• [PROMPT]:
Continue the tennis statistics analysis below, starting right after its last sentence.

• [SELECTED EXCERPT]:
· · ·
We can already tell that more break points opportunities and break points faced mean more winnings. Higher numbers of break points opportunities translated to about $15,500-17,000 more yearly winnings than their underdog counterparts, but both sets of players had the potential to win a lot of money.

We can also see that very few tennis players converted or saved 100% of their break points. They were actually more likely to win more if they converted around 40% and saved around 60% of break points. Judging by this, you can make one of two (or both!) assumptions:

  • Tennis players who played more games, thus facing more break points, were more likely to earn more money.
  • Because the typical break point converted/saved split was roughly 40/60% and it showed significantly more potential for higher winnings, tennis players who played longer games with more break points had a tendency to make more money.

First Serves

I wanted to know if first serves generally affected the outcome of games, and if that translated to better rankings and winnings. Tennis players with a higher percent of first serve points won won more games, with players that earned 80% of their first serve points winning nearly all of their service games. Players earning first serve return points, however, were much less likely to win a large portion of return games, even though more first serve return points did translate to better performance.
· · ·
• [AVAILABLE DATA]:
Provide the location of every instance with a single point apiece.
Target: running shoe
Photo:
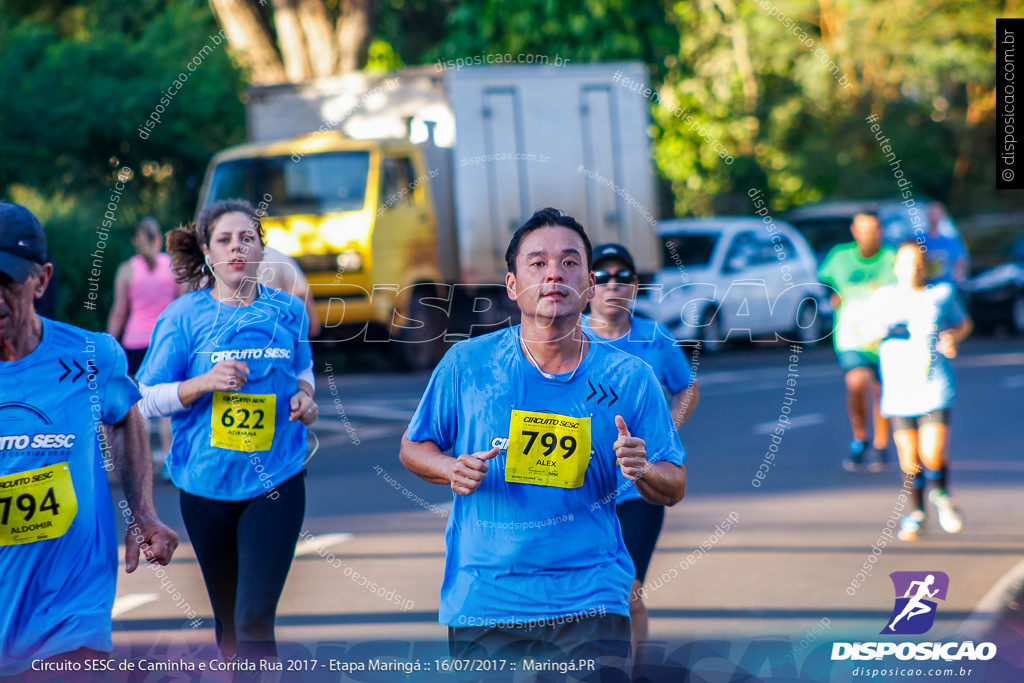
(950, 518)
(855, 461)
(878, 459)
(909, 528)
· · ·
• [RESPONSE TO THIS TASK]:
Two scatterplots with the title, "Percentage of First Serve Points vs Games." The scatterplot on the left depicts first serve points won along the x-axis. The domain is from about 50-80% first serve points with the range from about 30-95% service games won. The scatterplot on the right depicts first serve return points won along the x-axis. The domain is from about 10-40% first serve return points and the range is from about 0-45% return games won.


With the understanding that a better ranking, more break points opportunities (on both sides), and more first serve and first serve return points won meant more winnings, and that winnings increased as time went on, I was able to train a model to predict yearly winnings. With an 84% accuracy, it’s pretty accurate!

A scatterplot with the title, "Actual vs Predicted Winnings." It shows that most of the points (actual, predicted) lie on the line of best fit, y=x. As predicted winnings rise, they points deviate slightly lower than the line.

Throughout my analysis, I found that many of the higher-earning tennis players tended to be outliers in other categories, which would explain why the model had difficulty predicting higher winnings.

For fun, I decided to use my model to predict what I could win in a year of playing tennis. I’m being optimistic that we might have a vaccine next year, which would hypothetically give me time to practice my serve. Based on my athletic aptitude, I placed myself below the worst-ranked tennis player in my data: Rhyne Williams. That poor guy just couldn’t catch a break! I also assumed that even if I practiced day and night until the next tournament, I still wouldn’t stand much of a chance against a professional athelete. These are the fields I input into the model:

Year 2021
Ranking 1444
BreakPointsOpportunities 0
BreakPointsFaced 6
FirstServePointsWon 0.16
FirstServeReturnPointsWon 0

Mind you, these stats are abysmal. I honestly expected to come up in the negative, but would you believe that I would win around $4,600 with something like this? Of course, that’s yearly winnings and it doesn’t take into account entry fees, uniforms, travel, and equipment.

Maybe I’m better off sticking to data science.